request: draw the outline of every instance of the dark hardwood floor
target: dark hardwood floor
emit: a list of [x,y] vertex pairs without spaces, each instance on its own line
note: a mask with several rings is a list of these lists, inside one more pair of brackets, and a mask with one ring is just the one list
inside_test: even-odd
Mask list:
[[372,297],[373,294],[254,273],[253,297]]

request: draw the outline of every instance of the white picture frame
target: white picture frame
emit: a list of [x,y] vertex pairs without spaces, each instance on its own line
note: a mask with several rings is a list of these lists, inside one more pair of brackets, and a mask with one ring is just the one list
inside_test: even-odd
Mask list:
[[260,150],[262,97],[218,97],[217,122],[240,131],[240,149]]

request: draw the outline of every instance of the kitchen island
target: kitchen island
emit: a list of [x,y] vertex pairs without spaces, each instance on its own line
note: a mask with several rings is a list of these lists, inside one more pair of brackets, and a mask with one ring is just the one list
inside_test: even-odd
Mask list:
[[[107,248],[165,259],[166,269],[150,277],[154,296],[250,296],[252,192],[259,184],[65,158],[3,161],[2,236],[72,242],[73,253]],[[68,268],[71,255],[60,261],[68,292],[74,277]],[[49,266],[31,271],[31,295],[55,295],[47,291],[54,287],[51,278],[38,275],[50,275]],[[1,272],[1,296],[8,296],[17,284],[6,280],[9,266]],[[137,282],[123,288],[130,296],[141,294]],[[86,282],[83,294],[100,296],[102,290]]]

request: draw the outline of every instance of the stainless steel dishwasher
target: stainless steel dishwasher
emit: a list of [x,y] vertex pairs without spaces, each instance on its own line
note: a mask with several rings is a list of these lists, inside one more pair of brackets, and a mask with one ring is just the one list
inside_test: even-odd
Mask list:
☆ ☆ ☆ ☆
Aufgabe: Schreib alle Zeilen der Einträge oben als nummerierte Liste untereinander und lass die Leerzeilen dabei weg.

Fertige Antwort:
1. request: draw the outline of every instance of the dark hardwood floor
2. target: dark hardwood floor
3. emit: a list of [x,y] vertex pairs without spaces, each instance on its own line
4. note: a mask with several rings is a list of these lists, inside one more pair of brackets, and a mask with one ring is just the one list
5. inside_test: even-odd
6. Mask list:
7. [[372,297],[373,294],[254,273],[253,297]]
8. request: draw the outline of every instance of the white picture frame
9. target: white picture frame
10. emit: a list of [x,y] vertex pairs without spaces, each instance on its own line
11. note: a mask with several rings is a list of these lists, inside one more pair of brackets, and a mask with one ring is just the one list
12. inside_test: even-odd
13. Mask list:
14. [[260,150],[262,97],[218,97],[217,122],[240,131],[240,149]]
15. request: draw the outline of every instance of the kitchen island
16. target: kitchen island
17. emit: a list of [x,y] vertex pairs without spaces, each instance on its own line
18. note: a mask with several rings is a list of these lists, inside one more pair of brackets, and a mask with one ring is just the one list
19. inside_test: even-odd
20. Mask list:
21. [[[107,248],[165,259],[166,269],[150,277],[154,296],[250,296],[252,192],[259,184],[65,158],[3,161],[2,236],[72,242],[73,253]],[[68,268],[71,255],[60,261],[68,292],[74,277]],[[49,266],[31,271],[31,295],[55,295],[47,291],[54,287],[51,278],[38,275],[50,275]],[[1,272],[1,296],[8,296],[17,284],[6,280],[9,266]],[[137,282],[123,288],[130,296],[141,294]],[[86,282],[83,294],[100,296],[102,290]]]
22. request: draw the outline of every instance of the stainless steel dishwasher
23. target: stainless steel dishwasher
24. emit: a list of [x,y] vertex pairs without spaces, each instance on its own line
25. note: a mask with several rings is a list of these lists, inside one more pair of brackets, and a mask with one ring is just the one list
26. inside_test: even-odd
27. Mask list:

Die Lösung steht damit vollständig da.